Short problem: Rewrite the haiku thread from "I have read" to "that was poetic!!", changing "informative" to "helpful".

Passage given:
Haiku

Maria2394 said:
Thank you, WSO :)

I have read jim's haiku essays. They are excellent, very informative. I understand the "rules" per say, I just have trouble deciding how to place the lines, which should come first, what order. The nuances, I guess cannot be taught, must be learned, must be felt,. I have also read of another style of haiku, not so strict in the oriental roots of the art. i thought that is where you were going with this thread....oh well, I will keep trying. and of course, I will ask you for info, you are very good! That day you were describing the events in your yard and through the fence, well, that was poetic!!

I havent seen any new dogwood sprouts yet, it will be a month or so before the all of the spring things begin their climb from the soil to sun, but the daffodils have emerged, they are 4 inches tall so far and have the little flower buds encases in the papery skin that holds them until they finally burst free. I cant wait!! February is usually our wettest, coldest month, glad it is the shortest as well .

:heart:

maria


:kiss: anyone can post any Haiku they like in here. i know lots are not learning writing ku as i have been and that's perfectly fine with me :) i don't mind at all. :) so, please post here because i learn from you too. :)

there are other sites online that might help you further. Jane Reichhold has some really excellent essays too.

what is the other, not so strict, style of haiku you've read? i'd love to read about it. :)

you know, when you describe what you can see around you, all i can do is sit dumbfounded and enjoy the images you conjure up in my mind. i live in a subdivision (houses all around. yuck!) and miss my wild bush property more than i can say. you bring it back for me. thank you :)



with this haiku form, i often sit and fiddle with the words and lines until i get a feeling of 'oneness'. it's when everything seems to slip together like a correctly placed jigsaw puzzle. i've got that feeling with 'a shadow' and with a few others sprinkled here and in the river haiku thread. it's like when you tell a story and you know you have the order right because the story flows from beginning to end (no flashbacks) and it makes sense and answers many questions.

i have an instinct that's telling me that what i want to see you write is not going to be possible in a haiku because you do it so excellently in longer forms. watching your haiku is going to be absolutely fascinating. :)


sorry, i'm waffling again.
:rose:
 
wildsweetone said:
:kiss: anyone can post any Haiku they like in here. i know lots are not learning writing ku as i have been and that's perfectly fine with me :) i don't mind at all. :) so, please post here because i learn from you too. :)

there are other sites online that might help you further. Jane Reichhold has some really excellent essays too.

what is the other, not so strict, style of haiku you've read? i'd love to read about it. :)

you know, when you describe what you can see around you, all i can do is sit dumbfounded and enjoy the images you conjure up in my mind. i live in a subdivision (houses all around. yuck!) and miss my wild bush property more than i can say. you bring it back for me. thank you :)



with this haiku form, i often sit and fiddle with the words and lines until i get a feeling of 'oneness'. it's when everything seems to slip together like a correctly placed jigsaw puzzle. i've got that feeling with 'a shadow' and with a few others sprinkled here and in the river haiku thread. it's like when you tell a story and you know you have the order right because the story flows from beginning to end (no flashbacks) and it makes sense and answers many questions.

Data section:
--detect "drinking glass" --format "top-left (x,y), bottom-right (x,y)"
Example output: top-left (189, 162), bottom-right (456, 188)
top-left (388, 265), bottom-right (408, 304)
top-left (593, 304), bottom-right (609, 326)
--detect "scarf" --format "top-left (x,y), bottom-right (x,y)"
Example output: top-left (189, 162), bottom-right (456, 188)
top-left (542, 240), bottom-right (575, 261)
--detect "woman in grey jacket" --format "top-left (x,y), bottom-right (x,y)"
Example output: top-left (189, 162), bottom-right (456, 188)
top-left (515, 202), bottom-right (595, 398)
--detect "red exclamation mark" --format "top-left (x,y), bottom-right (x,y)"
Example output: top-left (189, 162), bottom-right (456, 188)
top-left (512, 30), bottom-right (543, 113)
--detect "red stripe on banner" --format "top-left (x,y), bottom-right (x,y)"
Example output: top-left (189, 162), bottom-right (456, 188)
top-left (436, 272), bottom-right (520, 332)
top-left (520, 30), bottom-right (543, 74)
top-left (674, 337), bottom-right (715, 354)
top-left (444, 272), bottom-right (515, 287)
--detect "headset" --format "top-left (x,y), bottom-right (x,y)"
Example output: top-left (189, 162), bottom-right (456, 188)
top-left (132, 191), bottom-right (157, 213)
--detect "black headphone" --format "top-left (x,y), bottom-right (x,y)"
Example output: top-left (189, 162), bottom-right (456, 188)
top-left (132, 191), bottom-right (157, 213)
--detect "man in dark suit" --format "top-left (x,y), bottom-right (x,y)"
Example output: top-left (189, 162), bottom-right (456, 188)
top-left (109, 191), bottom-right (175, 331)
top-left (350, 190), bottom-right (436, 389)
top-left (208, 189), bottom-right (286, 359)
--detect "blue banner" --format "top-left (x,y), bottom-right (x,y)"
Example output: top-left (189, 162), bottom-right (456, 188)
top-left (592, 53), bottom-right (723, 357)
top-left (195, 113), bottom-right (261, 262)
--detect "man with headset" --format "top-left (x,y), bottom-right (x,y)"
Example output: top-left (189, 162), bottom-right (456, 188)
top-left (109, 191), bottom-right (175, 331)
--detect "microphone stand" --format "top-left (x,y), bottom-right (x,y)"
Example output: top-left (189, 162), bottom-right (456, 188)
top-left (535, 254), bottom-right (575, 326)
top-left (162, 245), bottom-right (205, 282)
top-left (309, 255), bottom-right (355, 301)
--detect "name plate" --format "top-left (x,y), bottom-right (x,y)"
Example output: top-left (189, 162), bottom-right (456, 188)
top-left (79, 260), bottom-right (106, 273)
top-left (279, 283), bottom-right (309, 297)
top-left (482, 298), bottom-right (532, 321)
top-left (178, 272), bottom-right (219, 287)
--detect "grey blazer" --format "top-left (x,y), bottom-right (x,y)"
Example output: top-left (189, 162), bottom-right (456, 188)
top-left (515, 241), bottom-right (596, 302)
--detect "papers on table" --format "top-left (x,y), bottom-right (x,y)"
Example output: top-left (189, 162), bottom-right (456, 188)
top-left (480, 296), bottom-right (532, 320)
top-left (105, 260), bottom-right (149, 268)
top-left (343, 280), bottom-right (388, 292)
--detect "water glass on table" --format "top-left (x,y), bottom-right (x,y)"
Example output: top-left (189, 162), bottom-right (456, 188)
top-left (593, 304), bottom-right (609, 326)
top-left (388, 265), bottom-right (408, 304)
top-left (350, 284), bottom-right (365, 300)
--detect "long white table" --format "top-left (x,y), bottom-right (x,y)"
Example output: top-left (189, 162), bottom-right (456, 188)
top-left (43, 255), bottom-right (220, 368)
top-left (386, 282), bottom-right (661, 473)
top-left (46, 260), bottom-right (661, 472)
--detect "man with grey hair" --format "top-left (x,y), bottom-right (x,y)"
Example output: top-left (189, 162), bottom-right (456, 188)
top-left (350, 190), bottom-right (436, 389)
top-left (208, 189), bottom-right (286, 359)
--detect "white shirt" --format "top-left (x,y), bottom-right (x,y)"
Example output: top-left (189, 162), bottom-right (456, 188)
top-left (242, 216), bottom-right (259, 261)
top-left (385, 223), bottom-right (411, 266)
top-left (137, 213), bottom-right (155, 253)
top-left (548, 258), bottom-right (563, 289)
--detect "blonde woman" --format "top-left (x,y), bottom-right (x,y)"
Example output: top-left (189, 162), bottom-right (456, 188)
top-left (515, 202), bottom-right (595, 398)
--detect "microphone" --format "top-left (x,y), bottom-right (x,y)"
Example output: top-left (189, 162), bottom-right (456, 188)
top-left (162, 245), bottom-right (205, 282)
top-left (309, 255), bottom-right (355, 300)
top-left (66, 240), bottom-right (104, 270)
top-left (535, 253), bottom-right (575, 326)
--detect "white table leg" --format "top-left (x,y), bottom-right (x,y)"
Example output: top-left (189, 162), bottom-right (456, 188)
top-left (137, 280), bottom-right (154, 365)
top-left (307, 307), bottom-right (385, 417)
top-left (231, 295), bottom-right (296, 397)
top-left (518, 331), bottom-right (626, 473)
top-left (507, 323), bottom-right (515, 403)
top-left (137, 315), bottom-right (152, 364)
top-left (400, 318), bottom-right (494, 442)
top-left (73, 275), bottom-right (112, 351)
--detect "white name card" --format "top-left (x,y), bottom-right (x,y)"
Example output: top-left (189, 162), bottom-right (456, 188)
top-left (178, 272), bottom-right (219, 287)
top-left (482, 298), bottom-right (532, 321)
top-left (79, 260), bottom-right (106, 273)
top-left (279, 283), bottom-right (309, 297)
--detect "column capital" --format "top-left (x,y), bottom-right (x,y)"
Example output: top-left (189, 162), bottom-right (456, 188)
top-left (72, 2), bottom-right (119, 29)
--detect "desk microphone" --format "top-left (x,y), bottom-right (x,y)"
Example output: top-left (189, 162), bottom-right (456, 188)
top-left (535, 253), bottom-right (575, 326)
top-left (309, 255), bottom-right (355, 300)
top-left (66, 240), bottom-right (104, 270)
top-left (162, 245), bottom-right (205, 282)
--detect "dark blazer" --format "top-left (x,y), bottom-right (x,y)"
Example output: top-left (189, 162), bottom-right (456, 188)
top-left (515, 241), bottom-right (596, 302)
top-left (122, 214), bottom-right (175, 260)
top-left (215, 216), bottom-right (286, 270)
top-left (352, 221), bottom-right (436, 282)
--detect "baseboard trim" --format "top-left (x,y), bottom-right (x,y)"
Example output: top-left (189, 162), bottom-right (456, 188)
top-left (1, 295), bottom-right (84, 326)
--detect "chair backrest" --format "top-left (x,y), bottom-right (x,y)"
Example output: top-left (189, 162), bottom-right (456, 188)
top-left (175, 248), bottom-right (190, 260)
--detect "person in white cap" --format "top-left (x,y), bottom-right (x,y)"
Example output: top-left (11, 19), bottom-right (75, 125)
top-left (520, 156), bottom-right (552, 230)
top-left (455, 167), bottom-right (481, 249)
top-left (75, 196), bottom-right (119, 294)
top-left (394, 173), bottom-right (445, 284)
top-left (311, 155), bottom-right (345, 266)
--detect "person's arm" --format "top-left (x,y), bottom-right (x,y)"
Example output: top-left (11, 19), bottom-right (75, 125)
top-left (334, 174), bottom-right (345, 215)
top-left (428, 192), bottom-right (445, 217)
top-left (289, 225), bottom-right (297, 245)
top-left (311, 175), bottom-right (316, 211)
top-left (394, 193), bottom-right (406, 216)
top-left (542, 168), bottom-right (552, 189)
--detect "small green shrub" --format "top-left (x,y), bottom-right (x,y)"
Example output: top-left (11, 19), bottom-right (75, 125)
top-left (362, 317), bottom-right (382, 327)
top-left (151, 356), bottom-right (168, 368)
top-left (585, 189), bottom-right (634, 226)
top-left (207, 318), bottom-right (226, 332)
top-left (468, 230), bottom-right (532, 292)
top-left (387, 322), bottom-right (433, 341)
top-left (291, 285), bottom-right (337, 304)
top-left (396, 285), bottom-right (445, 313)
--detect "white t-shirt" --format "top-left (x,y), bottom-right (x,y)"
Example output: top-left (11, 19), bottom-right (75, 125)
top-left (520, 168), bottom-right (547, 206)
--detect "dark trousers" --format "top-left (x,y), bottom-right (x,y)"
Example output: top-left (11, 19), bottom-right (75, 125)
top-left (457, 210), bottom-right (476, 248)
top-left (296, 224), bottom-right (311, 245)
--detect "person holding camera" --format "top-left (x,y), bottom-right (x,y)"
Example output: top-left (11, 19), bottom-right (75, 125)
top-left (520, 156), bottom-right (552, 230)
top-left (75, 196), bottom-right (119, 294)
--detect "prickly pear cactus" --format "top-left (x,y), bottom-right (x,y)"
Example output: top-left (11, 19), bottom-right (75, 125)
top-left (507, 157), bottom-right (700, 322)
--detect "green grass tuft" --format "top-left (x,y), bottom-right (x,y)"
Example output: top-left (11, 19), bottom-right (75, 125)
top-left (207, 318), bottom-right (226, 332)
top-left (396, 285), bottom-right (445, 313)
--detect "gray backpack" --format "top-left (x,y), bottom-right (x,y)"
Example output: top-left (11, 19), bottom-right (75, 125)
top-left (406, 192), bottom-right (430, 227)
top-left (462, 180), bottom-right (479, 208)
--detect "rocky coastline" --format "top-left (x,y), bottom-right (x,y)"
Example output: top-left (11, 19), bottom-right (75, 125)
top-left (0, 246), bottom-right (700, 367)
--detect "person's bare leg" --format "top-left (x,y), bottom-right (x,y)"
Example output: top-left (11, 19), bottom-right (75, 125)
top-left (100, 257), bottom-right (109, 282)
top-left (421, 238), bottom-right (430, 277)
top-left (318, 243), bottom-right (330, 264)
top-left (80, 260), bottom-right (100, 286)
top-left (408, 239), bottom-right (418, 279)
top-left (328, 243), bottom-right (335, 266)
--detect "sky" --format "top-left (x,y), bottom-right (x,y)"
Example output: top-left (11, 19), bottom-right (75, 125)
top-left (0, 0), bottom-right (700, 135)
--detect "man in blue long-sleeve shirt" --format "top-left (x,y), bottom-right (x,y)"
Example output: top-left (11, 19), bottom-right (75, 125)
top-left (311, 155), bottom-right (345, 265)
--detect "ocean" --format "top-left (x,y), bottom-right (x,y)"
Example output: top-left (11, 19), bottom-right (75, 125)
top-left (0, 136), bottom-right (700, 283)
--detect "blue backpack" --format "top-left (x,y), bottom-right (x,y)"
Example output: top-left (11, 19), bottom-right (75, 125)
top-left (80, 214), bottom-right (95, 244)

Result for this task:
I have read jim's haiku essays. They are excellent, very helpful. I understand the "rules" per say, I just have trouble deciding how to place the lines, which should come first, what order. The nuances, I guess cannot be taught, must be learned, must be felt,. I have also read of another style of haiku, not so strict in the oriental roots of the art. i thought that is where you were going with this thread....oh well, I will keep trying. and of course, I will ask you for info, you are very good! That day you were describing the events in your yard and through the fence, well, that was poetic!!